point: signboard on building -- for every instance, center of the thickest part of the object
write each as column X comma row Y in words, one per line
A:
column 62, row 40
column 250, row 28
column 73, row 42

++++++++++++++++++++

> [WHAT YOU WILL DO]:
Only the lines from the one with "write each as" through the end of the material are wanted; copy them exactly, both ends included.

> [EXERCISE SOLUTION]:
write each as column X comma row Y in words, one per line
A:
column 62, row 40
column 250, row 28
column 73, row 42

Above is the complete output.